PROBLEM DESCRIPTION:
Print the lines below without any changes, from the very first one through the line that contains "xmin=148 ymin=68 xmax=157 ymax=103", with both ends included. Leave the pictures out of your answer.

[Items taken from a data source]

— start —

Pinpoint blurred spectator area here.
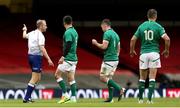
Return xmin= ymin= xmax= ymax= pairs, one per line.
xmin=0 ymin=0 xmax=32 ymax=13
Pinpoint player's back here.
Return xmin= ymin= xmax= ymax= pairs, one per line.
xmin=135 ymin=21 xmax=165 ymax=54
xmin=63 ymin=27 xmax=78 ymax=61
xmin=103 ymin=29 xmax=120 ymax=61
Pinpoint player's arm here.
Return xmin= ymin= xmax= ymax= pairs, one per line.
xmin=40 ymin=45 xmax=54 ymax=66
xmin=130 ymin=35 xmax=137 ymax=57
xmin=58 ymin=41 xmax=72 ymax=64
xmin=162 ymin=33 xmax=170 ymax=58
xmin=92 ymin=39 xmax=109 ymax=50
xmin=22 ymin=24 xmax=28 ymax=39
xmin=117 ymin=42 xmax=121 ymax=56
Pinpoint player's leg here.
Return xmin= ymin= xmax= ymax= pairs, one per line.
xmin=100 ymin=61 xmax=124 ymax=102
xmin=55 ymin=62 xmax=70 ymax=103
xmin=66 ymin=61 xmax=77 ymax=103
xmin=148 ymin=52 xmax=161 ymax=103
xmin=138 ymin=53 xmax=148 ymax=103
xmin=138 ymin=69 xmax=148 ymax=103
xmin=23 ymin=55 xmax=42 ymax=103
xmin=68 ymin=72 xmax=77 ymax=102
xmin=148 ymin=68 xmax=157 ymax=103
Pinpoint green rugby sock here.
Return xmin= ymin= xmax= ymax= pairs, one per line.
xmin=148 ymin=79 xmax=156 ymax=101
xmin=57 ymin=78 xmax=67 ymax=93
xmin=138 ymin=80 xmax=145 ymax=100
xmin=70 ymin=81 xmax=77 ymax=96
xmin=107 ymin=79 xmax=122 ymax=91
xmin=108 ymin=86 xmax=113 ymax=100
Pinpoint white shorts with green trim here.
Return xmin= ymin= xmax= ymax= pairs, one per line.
xmin=139 ymin=52 xmax=161 ymax=69
xmin=100 ymin=61 xmax=119 ymax=76
xmin=58 ymin=61 xmax=77 ymax=72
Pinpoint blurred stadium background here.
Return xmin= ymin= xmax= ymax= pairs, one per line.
xmin=0 ymin=0 xmax=180 ymax=99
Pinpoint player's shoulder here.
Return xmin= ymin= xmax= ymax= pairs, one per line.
xmin=155 ymin=22 xmax=162 ymax=28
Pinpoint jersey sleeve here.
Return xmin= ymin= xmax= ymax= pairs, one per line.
xmin=103 ymin=33 xmax=110 ymax=42
xmin=64 ymin=31 xmax=72 ymax=42
xmin=25 ymin=31 xmax=33 ymax=39
xmin=134 ymin=27 xmax=140 ymax=38
xmin=38 ymin=33 xmax=45 ymax=45
xmin=159 ymin=26 xmax=166 ymax=37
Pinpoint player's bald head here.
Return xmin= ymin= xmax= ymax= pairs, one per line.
xmin=101 ymin=19 xmax=111 ymax=26
xmin=36 ymin=19 xmax=46 ymax=28
xmin=147 ymin=9 xmax=157 ymax=19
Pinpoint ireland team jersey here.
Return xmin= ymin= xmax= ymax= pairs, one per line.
xmin=63 ymin=27 xmax=78 ymax=61
xmin=134 ymin=20 xmax=165 ymax=54
xmin=103 ymin=29 xmax=120 ymax=61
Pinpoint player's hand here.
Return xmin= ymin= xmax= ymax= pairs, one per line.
xmin=48 ymin=59 xmax=54 ymax=67
xmin=22 ymin=24 xmax=27 ymax=31
xmin=92 ymin=39 xmax=97 ymax=45
xmin=58 ymin=56 xmax=64 ymax=64
xmin=161 ymin=50 xmax=169 ymax=58
xmin=129 ymin=50 xmax=137 ymax=57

— end —

EXERCISE RESPONSE:
Pinpoint blurred spectator area here.
Return xmin= ymin= xmax= ymax= pairs, one per line.
xmin=0 ymin=0 xmax=32 ymax=13
Pinpoint player's back here.
Return xmin= ymin= xmax= ymax= pairs, one per line.
xmin=135 ymin=21 xmax=165 ymax=54
xmin=63 ymin=27 xmax=78 ymax=61
xmin=103 ymin=29 xmax=120 ymax=61
Pinpoint player's arm here.
Return xmin= ymin= xmax= ymax= pairs, one per line.
xmin=40 ymin=45 xmax=54 ymax=66
xmin=130 ymin=35 xmax=137 ymax=57
xmin=58 ymin=41 xmax=72 ymax=64
xmin=162 ymin=33 xmax=170 ymax=58
xmin=92 ymin=39 xmax=109 ymax=50
xmin=22 ymin=24 xmax=28 ymax=39
xmin=117 ymin=42 xmax=121 ymax=56
Pinpoint player's leg here.
Return xmin= ymin= xmax= ymax= pairs, one per line.
xmin=100 ymin=61 xmax=124 ymax=102
xmin=55 ymin=62 xmax=70 ymax=103
xmin=66 ymin=61 xmax=77 ymax=103
xmin=148 ymin=52 xmax=161 ymax=103
xmin=138 ymin=53 xmax=148 ymax=103
xmin=138 ymin=69 xmax=148 ymax=103
xmin=23 ymin=55 xmax=42 ymax=103
xmin=68 ymin=72 xmax=77 ymax=102
xmin=148 ymin=68 xmax=157 ymax=103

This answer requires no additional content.